### The exercise
Copy out, unchanged, the lines from the one containing "[tag] eyebrow (a dot for each instance)" through the end of the entries, including both of those ends.

### Given information
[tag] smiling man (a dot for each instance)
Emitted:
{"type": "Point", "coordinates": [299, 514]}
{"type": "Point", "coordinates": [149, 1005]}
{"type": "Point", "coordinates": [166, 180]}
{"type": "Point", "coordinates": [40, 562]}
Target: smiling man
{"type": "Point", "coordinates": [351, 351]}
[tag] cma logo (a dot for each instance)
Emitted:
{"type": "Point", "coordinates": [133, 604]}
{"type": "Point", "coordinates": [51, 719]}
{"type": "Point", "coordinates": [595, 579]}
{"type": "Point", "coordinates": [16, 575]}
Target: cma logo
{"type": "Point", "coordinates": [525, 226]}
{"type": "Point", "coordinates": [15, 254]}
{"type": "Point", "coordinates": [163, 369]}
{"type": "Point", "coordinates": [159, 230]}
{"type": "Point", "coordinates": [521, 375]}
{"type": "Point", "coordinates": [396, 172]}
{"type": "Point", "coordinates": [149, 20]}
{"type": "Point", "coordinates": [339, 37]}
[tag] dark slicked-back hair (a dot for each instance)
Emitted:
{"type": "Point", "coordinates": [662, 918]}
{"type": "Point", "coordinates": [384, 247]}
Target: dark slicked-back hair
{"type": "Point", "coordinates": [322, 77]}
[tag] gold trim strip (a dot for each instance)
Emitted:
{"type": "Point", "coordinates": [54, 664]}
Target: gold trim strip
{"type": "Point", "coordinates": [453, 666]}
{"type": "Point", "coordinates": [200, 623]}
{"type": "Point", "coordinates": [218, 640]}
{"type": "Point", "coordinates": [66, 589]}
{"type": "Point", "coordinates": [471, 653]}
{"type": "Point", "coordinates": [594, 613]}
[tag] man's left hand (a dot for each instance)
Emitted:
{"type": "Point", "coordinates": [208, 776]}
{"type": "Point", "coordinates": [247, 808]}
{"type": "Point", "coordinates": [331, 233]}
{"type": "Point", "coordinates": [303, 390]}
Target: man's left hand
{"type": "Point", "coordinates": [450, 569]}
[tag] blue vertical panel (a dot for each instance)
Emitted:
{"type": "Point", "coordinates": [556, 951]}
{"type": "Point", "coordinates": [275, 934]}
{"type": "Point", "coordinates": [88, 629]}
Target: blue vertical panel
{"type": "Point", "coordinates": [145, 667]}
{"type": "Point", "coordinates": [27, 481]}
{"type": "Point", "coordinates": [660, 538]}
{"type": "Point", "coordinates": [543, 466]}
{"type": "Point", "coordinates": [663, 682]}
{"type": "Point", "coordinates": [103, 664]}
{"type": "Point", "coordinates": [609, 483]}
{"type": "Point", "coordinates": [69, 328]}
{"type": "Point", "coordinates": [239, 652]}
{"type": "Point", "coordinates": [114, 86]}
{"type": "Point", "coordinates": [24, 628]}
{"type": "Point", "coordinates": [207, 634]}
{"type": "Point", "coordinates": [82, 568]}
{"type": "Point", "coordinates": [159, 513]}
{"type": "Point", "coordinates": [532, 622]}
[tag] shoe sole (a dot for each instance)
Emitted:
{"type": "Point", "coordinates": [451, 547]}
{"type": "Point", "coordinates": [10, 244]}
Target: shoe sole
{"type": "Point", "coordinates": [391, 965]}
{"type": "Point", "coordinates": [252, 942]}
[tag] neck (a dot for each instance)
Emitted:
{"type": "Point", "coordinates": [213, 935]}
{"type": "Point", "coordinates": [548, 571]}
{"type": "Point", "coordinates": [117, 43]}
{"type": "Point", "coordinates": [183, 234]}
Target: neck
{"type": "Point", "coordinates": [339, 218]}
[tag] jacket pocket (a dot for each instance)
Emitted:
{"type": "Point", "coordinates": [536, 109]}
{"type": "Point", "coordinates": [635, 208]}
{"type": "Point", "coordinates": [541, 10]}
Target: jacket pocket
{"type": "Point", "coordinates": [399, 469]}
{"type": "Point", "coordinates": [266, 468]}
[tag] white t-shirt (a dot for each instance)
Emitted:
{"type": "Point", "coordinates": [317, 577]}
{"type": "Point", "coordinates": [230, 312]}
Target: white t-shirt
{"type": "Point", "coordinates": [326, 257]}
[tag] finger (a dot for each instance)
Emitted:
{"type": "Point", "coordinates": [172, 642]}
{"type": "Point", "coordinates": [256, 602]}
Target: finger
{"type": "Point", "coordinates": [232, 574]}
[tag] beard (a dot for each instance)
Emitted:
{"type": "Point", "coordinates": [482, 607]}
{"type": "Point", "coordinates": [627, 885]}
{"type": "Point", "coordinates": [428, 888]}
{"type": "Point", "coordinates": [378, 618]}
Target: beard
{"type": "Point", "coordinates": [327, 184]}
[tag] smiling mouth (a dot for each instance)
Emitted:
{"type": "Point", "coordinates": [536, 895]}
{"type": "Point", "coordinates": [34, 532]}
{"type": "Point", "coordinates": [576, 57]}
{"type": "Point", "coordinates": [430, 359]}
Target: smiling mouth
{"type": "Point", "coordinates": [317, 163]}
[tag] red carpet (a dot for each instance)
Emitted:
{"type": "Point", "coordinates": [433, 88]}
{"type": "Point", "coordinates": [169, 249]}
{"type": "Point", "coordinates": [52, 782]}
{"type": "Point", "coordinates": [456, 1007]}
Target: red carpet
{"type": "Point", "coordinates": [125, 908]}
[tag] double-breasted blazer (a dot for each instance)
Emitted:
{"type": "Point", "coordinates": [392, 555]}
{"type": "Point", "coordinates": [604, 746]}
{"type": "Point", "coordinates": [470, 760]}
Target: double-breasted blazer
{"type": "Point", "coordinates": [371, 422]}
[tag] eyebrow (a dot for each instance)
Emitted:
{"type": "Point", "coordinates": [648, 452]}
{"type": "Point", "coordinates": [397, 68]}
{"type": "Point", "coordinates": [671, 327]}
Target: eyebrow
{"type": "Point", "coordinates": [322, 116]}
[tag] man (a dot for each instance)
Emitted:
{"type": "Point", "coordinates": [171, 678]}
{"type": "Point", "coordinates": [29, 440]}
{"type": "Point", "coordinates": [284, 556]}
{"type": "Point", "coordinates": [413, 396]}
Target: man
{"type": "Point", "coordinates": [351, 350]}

### Written response
[tag] eyebrow (a dot for each instance)
Emitted:
{"type": "Point", "coordinates": [648, 452]}
{"type": "Point", "coordinates": [397, 68]}
{"type": "Point", "coordinates": [671, 327]}
Target: eyebrow
{"type": "Point", "coordinates": [322, 116]}
[tag] man (a dot for each instance)
Emitted:
{"type": "Point", "coordinates": [171, 678]}
{"type": "Point", "coordinates": [29, 440]}
{"type": "Point", "coordinates": [284, 556]}
{"type": "Point", "coordinates": [413, 396]}
Target: man
{"type": "Point", "coordinates": [351, 350]}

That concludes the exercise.